▶ **THE PROBLEM**: Reproduce every one of the records below word for word, without changing or omitting anything.

▶ **EXTRACTED DATA**:
Start
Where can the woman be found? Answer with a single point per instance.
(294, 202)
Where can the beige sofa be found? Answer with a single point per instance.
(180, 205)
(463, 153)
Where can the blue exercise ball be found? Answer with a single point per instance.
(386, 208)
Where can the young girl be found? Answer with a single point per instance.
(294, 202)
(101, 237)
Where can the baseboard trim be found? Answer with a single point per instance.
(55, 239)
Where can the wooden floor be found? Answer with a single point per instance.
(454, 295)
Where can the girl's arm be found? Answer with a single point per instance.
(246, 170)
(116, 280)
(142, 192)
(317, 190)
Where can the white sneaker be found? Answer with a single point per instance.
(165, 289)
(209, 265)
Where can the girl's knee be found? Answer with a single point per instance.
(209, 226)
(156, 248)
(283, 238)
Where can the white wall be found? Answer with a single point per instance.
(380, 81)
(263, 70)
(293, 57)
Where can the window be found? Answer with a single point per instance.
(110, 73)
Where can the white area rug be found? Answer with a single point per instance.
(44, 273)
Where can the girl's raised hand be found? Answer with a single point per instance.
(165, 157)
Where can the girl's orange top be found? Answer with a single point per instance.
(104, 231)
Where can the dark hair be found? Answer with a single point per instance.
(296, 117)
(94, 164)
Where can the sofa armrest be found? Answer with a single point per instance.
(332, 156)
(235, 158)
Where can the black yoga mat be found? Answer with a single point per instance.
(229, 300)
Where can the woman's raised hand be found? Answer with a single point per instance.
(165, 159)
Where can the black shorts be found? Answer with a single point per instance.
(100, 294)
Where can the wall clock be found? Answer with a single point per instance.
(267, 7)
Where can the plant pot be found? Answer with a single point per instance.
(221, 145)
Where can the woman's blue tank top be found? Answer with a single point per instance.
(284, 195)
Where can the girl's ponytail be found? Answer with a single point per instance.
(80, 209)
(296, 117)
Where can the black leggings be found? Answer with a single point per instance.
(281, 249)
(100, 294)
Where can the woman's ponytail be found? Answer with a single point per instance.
End
▶ **OUTPUT FOR THIS EXERCISE**:
Where can the woman be found? Answer with a single point per instance.
(294, 202)
Where can the beige sofa be found? Answer with a single point per instance.
(180, 205)
(463, 153)
Where can the blue exercise ball be found? Answer with a single point per instance.
(386, 208)
Where can the young girl be found? Answer with a single point per instance.
(294, 202)
(101, 237)
Where can the baseboard trim be found? Answer with a single point per instance.
(55, 239)
Where can the wooden floor be found? Answer with a single point per instance.
(454, 295)
Where can the girl's arm be found? Answer with a single point per instance.
(246, 170)
(116, 280)
(142, 192)
(317, 190)
Where can the white sneaker be found? Answer with a single point per instance.
(165, 289)
(209, 265)
Where can the girl's knee be found? Answer with a single point per instance.
(209, 226)
(156, 248)
(283, 238)
Where can the white wall be found? Answer with a single point per instance.
(380, 81)
(263, 70)
(293, 57)
Where can the window be found? Answer with a single point per instance.
(110, 73)
Where can the white area rug be found? Answer with a single point per instance.
(44, 273)
Where can the girl's raised hand be found? Answer with a single point per instance.
(165, 157)
Where can the girl's orange top be found? Answer with a single point per instance.
(104, 231)
Where can the dark hair be found? Answer with a single point per instance.
(296, 117)
(94, 164)
Where can the sofa armrest be found? Answer with a single point per instance.
(332, 156)
(235, 158)
Where can the black yoga mat be found? Answer with a single point per instance.
(229, 300)
Where can the woman's raised hand be found? Answer with a single point per instance.
(165, 159)
Where can the black shorts be found? Answer with a single point per instance.
(100, 294)
Where can the wall clock be found? Answer with a single point per instance.
(267, 7)
Where can the plant pot be found? Answer with a single point per instance.
(221, 145)
Where can the woman's blue tank top be found? Answer with a single point per instance.
(284, 195)
Where can the girl's ponytail be found? Answer with a single point per instance.
(80, 209)
(296, 117)
Where can the black leggings be found? Answer with a single point per instance.
(281, 249)
(100, 294)
Where can the woman's ponytail be found? Answer with a single point per instance.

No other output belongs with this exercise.